Written problem:
Output all lines exactly.

* Begin Data lines *

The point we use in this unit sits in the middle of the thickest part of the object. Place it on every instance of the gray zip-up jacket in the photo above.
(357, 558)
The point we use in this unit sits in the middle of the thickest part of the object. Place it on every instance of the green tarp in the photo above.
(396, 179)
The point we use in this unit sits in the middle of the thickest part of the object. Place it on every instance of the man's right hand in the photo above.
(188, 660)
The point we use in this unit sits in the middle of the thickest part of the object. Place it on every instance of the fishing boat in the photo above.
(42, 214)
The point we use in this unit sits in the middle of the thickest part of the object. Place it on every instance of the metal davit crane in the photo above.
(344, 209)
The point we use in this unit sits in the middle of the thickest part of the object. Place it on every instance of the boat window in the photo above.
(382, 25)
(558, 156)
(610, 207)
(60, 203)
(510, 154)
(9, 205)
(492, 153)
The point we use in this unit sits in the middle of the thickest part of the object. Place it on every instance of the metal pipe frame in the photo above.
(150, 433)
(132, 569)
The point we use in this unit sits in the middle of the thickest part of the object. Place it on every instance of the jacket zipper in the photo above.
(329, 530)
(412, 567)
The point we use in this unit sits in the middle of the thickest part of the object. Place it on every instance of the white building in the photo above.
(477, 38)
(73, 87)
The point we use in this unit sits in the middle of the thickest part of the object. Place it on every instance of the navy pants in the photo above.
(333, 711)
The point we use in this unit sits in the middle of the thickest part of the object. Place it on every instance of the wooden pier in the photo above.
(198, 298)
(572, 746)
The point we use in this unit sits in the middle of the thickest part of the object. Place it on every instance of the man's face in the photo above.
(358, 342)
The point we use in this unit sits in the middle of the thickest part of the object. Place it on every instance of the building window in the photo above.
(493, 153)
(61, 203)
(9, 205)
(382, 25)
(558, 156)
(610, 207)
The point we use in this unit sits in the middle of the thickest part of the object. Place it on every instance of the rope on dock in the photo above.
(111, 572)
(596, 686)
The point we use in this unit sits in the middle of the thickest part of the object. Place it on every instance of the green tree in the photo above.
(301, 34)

* End Data lines *

Solution to the problem:
The point we use in this unit sits in the middle of the thickest part of the object. Place it on every instance of the gray zip-up jacket in the photo above.
(357, 558)
The point we use in this unit sits in the middle of the thickest part of the object. Place it on every instance of the green tarp in the photo above.
(396, 179)
The point we use in this unit sits in the middle of the thickest part of the object. Place it on every instance of the man's right hand in the photo above.
(188, 660)
The point we use in this unit sits in the middle of the thickest part of the object. Place it on every instance of the fishing boat in the photo above.
(42, 214)
The point we use in this unit sits in the middle of the thickest part of the object. Place it on every instance of the metal davit crane in the photo above.
(344, 209)
The point we use in this unit sits in the middle of the thickest part of the object. Place it on every instance of the boat window in the photo above.
(382, 25)
(558, 156)
(610, 207)
(60, 203)
(510, 154)
(9, 205)
(492, 153)
The point we use in this unit sits in the middle of the thickest part of the object. Place it on every instance of the metal pipe frame in the photo above.
(150, 433)
(132, 569)
The point we use in this unit sits in the middle of the thickest part of the object. Place it on every instance of the jacket zipper in the photo above.
(329, 530)
(412, 567)
The point we use in this unit sits in the middle of the thickest part of the object. Place it on every instance of the white building in the photo above.
(477, 38)
(73, 87)
The point we use in this unit sits in the middle of the thickest part of the object. Place it on every instance of the navy pants in the photo above.
(333, 711)
The point we use in this unit sits in the middle of the thickest part of the object. Place it on every instance of the wooden pier in the photo above.
(198, 298)
(572, 746)
The point we use in this unit sits in the middle of the thickest part of the object. Place it on every instance of the man's face in the photo above.
(358, 342)
The point we use in this unit sits in the middle of the thickest part of the object. Place it on every instance of the building window in the photo above.
(493, 153)
(61, 203)
(9, 205)
(382, 25)
(558, 156)
(610, 207)
The point we use in this unit sits in the middle of the thickest part of the object. Place it on every instance of the rope on dock in the photo above.
(111, 572)
(596, 686)
The point we use in this unit sits in the middle of the thickest part of the object. Place it on every instance of the green tree in the photo above.
(301, 34)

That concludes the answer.